_What the exercise asks:_ A complete answer lists every line of the entries below where the string "eyebrow" appears.

_Dataset entries:_

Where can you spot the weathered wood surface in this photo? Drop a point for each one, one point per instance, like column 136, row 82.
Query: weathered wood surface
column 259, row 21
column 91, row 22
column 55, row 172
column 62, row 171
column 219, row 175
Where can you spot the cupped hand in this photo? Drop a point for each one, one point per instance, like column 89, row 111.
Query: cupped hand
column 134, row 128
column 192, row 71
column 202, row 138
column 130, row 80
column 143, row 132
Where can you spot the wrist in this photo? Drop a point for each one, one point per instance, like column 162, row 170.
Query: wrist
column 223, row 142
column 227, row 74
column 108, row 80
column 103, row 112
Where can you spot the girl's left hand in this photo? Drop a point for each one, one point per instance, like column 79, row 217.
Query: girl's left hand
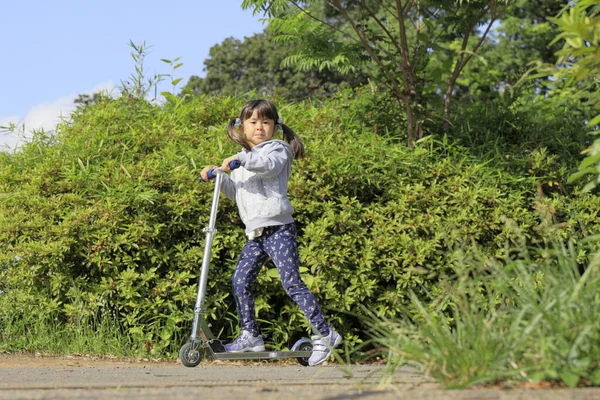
column 225, row 166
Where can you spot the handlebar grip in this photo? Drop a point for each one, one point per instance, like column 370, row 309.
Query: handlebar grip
column 234, row 164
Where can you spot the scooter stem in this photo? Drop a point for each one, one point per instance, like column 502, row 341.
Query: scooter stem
column 210, row 232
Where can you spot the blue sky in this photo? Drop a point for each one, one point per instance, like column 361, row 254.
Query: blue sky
column 54, row 50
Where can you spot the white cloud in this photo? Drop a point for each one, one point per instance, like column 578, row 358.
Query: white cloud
column 43, row 116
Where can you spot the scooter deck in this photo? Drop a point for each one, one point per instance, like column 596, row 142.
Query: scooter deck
column 257, row 355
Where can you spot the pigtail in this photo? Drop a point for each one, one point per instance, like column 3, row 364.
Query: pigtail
column 234, row 135
column 294, row 140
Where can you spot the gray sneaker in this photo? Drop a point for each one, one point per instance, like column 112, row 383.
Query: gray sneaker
column 322, row 347
column 246, row 342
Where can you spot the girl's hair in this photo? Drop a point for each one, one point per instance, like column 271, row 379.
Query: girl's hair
column 264, row 109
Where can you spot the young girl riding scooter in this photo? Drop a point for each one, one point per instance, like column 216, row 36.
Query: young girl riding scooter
column 259, row 188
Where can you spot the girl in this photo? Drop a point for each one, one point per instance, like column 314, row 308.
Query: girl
column 259, row 188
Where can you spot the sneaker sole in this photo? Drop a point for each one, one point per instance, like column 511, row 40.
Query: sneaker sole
column 335, row 344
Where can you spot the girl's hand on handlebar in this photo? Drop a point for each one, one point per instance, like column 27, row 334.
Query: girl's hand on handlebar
column 225, row 166
column 204, row 172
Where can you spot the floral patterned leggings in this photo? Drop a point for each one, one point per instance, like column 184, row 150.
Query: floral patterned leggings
column 278, row 243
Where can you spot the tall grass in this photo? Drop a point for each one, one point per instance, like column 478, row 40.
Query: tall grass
column 530, row 316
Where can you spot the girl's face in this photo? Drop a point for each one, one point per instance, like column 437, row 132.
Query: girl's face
column 258, row 130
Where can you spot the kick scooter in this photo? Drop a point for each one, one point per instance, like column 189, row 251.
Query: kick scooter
column 202, row 341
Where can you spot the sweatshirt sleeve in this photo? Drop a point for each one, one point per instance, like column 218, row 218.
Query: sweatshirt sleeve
column 228, row 187
column 277, row 157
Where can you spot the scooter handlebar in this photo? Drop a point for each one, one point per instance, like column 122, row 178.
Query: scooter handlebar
column 234, row 164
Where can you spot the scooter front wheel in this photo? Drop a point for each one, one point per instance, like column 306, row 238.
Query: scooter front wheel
column 191, row 354
column 304, row 347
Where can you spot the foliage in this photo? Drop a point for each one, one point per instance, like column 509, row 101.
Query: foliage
column 579, row 25
column 236, row 67
column 529, row 316
column 401, row 40
column 104, row 221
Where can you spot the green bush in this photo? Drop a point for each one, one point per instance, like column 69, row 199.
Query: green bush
column 103, row 222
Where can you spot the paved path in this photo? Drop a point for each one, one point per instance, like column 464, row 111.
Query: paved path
column 73, row 378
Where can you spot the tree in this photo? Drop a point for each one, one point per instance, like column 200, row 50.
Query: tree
column 400, row 37
column 579, row 60
column 236, row 67
column 520, row 40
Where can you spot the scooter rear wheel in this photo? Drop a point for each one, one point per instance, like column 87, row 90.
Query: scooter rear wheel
column 304, row 347
column 191, row 354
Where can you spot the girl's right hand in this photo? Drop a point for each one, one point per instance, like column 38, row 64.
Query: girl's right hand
column 204, row 172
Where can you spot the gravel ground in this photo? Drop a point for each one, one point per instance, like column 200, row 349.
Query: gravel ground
column 31, row 377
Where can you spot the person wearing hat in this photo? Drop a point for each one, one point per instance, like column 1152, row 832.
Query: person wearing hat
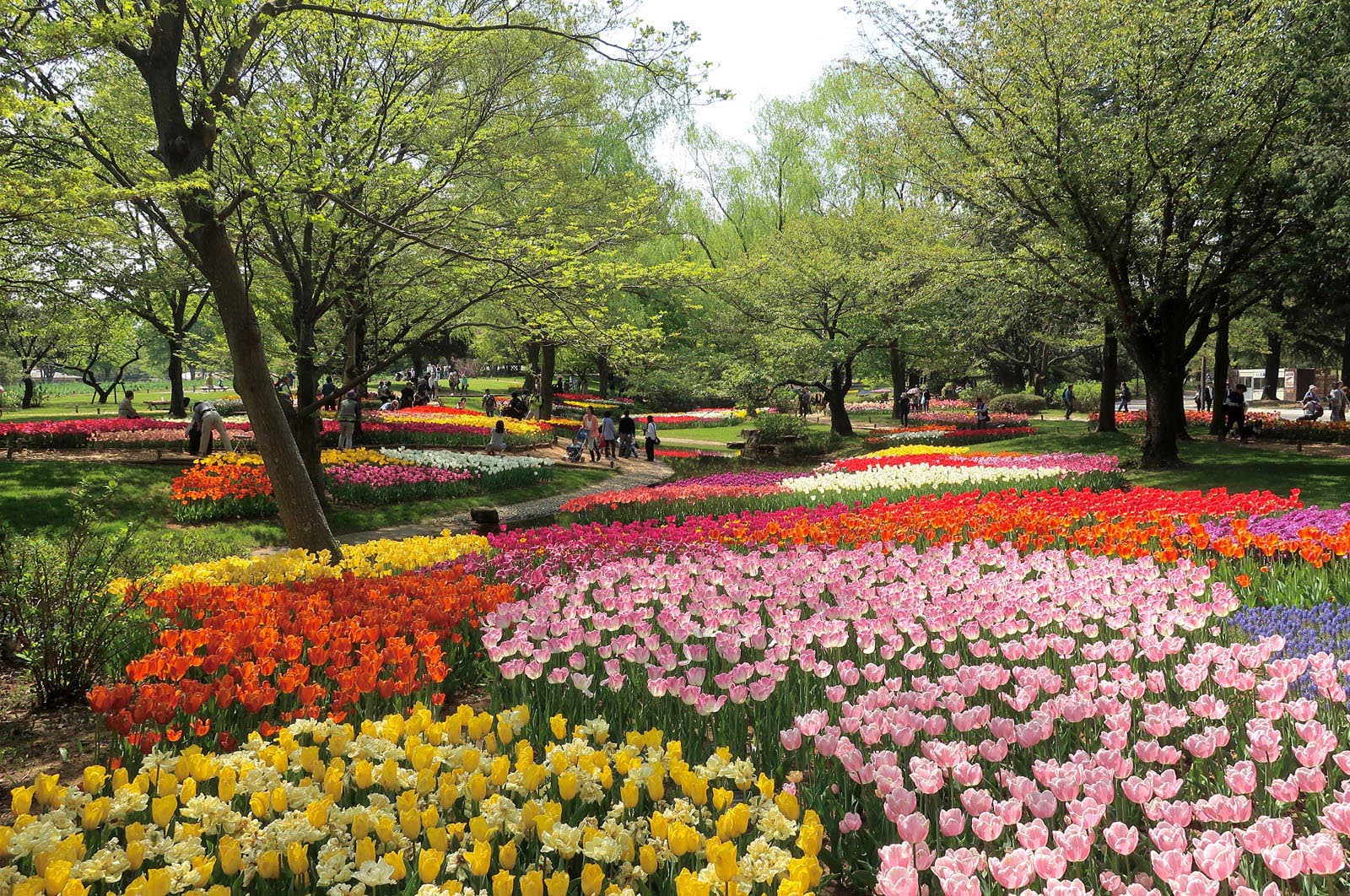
column 348, row 412
column 1336, row 401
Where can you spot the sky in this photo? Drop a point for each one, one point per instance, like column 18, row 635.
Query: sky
column 758, row 49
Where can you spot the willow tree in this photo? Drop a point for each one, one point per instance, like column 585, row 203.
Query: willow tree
column 193, row 67
column 1140, row 137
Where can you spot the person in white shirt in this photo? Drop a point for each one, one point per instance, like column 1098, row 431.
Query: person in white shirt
column 651, row 439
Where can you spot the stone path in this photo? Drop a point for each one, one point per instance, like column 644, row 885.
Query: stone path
column 636, row 474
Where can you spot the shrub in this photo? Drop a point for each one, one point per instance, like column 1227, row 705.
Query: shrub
column 56, row 609
column 1017, row 404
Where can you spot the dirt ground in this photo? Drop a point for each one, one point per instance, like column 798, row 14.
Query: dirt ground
column 31, row 742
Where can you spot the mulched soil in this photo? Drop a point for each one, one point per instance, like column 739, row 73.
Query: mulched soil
column 57, row 741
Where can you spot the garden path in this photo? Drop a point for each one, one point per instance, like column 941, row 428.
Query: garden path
column 634, row 474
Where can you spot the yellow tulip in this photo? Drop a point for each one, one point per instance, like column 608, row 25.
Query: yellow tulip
column 722, row 857
column 297, row 859
column 74, row 888
column 269, row 866
column 593, row 879
column 230, row 856
column 94, row 776
column 226, row 783
column 396, row 861
column 364, row 850
column 532, row 883
column 20, row 801
column 56, row 875
column 159, row 882
column 409, row 821
column 429, row 866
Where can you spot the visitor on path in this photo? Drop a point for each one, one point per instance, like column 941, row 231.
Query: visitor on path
column 125, row 408
column 348, row 412
column 328, row 393
column 1235, row 412
column 497, row 443
column 207, row 420
column 1311, row 409
column 1336, row 401
column 608, row 434
column 627, row 436
column 591, row 423
column 652, row 439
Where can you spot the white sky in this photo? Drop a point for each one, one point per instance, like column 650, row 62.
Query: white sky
column 758, row 49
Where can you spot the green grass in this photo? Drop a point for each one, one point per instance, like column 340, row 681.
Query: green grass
column 34, row 499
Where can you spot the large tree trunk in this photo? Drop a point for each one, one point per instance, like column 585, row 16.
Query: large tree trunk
column 297, row 502
column 841, row 380
column 176, row 397
column 547, row 366
column 602, row 374
column 1221, row 366
column 308, row 429
column 1110, row 380
column 897, row 360
column 532, row 366
column 1272, row 367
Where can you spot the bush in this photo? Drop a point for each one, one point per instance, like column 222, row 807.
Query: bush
column 56, row 610
column 1017, row 404
column 774, row 428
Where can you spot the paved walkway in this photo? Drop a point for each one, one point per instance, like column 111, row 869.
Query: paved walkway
column 634, row 474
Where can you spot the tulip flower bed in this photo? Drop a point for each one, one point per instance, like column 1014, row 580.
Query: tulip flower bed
column 937, row 435
column 895, row 475
column 470, row 803
column 231, row 484
column 231, row 659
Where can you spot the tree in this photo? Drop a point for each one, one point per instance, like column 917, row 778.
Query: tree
column 193, row 67
column 1138, row 137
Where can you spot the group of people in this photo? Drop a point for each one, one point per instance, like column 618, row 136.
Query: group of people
column 612, row 439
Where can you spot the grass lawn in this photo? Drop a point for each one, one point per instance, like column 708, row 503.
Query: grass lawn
column 34, row 497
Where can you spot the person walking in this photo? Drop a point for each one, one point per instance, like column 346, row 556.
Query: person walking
column 348, row 412
column 1336, row 400
column 627, row 436
column 125, row 408
column 591, row 423
column 652, row 439
column 608, row 435
column 1235, row 411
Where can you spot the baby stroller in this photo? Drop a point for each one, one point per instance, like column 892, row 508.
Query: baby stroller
column 577, row 448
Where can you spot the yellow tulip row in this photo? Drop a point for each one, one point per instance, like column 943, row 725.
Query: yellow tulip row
column 467, row 803
column 369, row 560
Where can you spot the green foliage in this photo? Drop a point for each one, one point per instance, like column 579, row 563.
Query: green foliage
column 56, row 607
column 1018, row 404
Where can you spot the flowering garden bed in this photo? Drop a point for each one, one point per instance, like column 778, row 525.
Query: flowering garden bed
column 971, row 682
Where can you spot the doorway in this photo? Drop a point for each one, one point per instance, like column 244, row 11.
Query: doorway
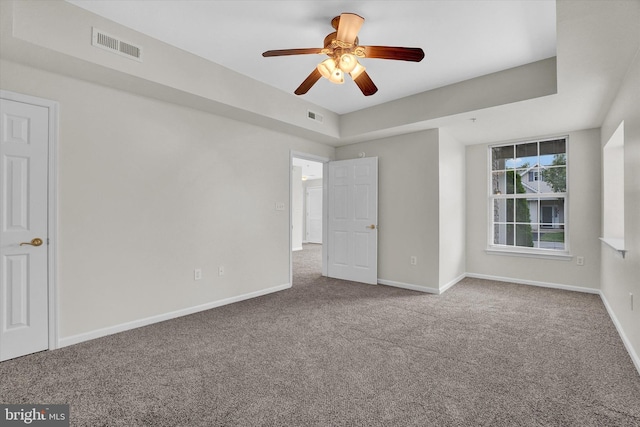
column 28, row 129
column 307, row 196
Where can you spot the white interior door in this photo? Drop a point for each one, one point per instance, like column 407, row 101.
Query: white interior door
column 314, row 214
column 352, row 220
column 24, row 139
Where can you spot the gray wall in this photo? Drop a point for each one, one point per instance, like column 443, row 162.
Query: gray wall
column 150, row 190
column 620, row 277
column 408, row 205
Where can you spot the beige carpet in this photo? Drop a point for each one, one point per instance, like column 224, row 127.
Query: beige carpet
column 333, row 353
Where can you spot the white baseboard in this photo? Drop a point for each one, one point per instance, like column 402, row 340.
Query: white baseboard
column 86, row 336
column 446, row 286
column 409, row 286
column 627, row 344
column 534, row 283
column 419, row 288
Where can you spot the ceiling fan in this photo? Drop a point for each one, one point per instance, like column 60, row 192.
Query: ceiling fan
column 343, row 50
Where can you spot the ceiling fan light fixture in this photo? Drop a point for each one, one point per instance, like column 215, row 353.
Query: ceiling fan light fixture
column 337, row 76
column 357, row 70
column 347, row 62
column 327, row 67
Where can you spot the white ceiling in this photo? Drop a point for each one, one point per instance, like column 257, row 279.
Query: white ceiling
column 310, row 169
column 461, row 39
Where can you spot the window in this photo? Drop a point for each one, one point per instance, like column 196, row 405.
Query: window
column 528, row 196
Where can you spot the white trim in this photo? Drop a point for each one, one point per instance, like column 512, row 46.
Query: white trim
column 52, row 205
column 98, row 333
column 615, row 244
column 627, row 344
column 534, row 283
column 446, row 286
column 409, row 286
column 511, row 251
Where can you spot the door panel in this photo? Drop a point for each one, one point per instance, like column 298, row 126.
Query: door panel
column 352, row 220
column 24, row 139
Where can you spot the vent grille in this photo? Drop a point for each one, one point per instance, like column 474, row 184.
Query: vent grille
column 107, row 42
column 314, row 116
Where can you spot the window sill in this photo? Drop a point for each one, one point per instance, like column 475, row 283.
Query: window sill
column 616, row 244
column 559, row 256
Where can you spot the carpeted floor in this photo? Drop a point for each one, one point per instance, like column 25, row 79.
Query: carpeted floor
column 333, row 353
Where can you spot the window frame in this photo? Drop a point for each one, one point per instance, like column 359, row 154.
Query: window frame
column 513, row 250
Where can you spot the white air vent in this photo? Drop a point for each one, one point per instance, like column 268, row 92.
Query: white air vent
column 112, row 44
column 314, row 116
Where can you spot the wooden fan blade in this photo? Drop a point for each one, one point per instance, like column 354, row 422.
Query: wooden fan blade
column 365, row 84
column 348, row 27
column 285, row 52
column 308, row 82
column 414, row 54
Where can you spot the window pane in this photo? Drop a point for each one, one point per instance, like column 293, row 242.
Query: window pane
column 502, row 183
column 503, row 234
column 524, row 207
column 513, row 182
column 503, row 210
column 555, row 180
column 552, row 213
column 552, row 239
column 502, row 158
column 528, row 180
column 524, row 235
column 553, row 153
column 526, row 155
column 520, row 175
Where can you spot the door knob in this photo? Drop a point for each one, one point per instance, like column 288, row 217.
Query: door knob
column 35, row 242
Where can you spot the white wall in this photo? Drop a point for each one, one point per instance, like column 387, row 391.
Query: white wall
column 584, row 220
column 407, row 206
column 452, row 195
column 148, row 191
column 297, row 208
column 620, row 277
column 308, row 184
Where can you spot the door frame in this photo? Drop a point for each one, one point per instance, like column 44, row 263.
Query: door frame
column 52, row 205
column 325, row 169
column 306, row 210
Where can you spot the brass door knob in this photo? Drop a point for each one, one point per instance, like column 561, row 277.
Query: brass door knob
column 35, row 242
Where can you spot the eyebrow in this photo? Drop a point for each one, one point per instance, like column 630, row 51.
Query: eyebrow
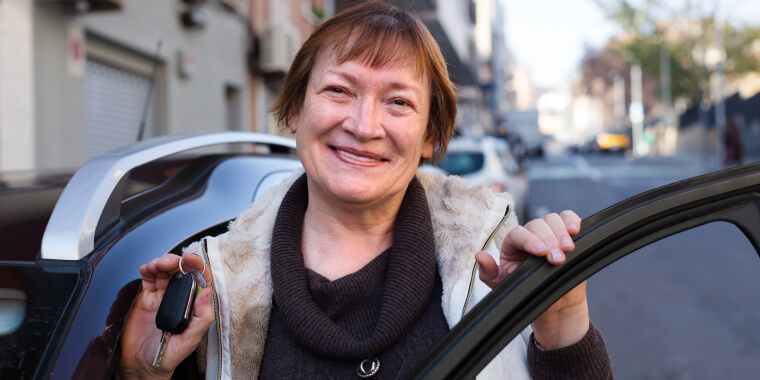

_Answer section:_
Where can you spot the eyebrow in this photo? Drop a point for each one, one point per instance, like column 630, row 51.
Query: eyebrow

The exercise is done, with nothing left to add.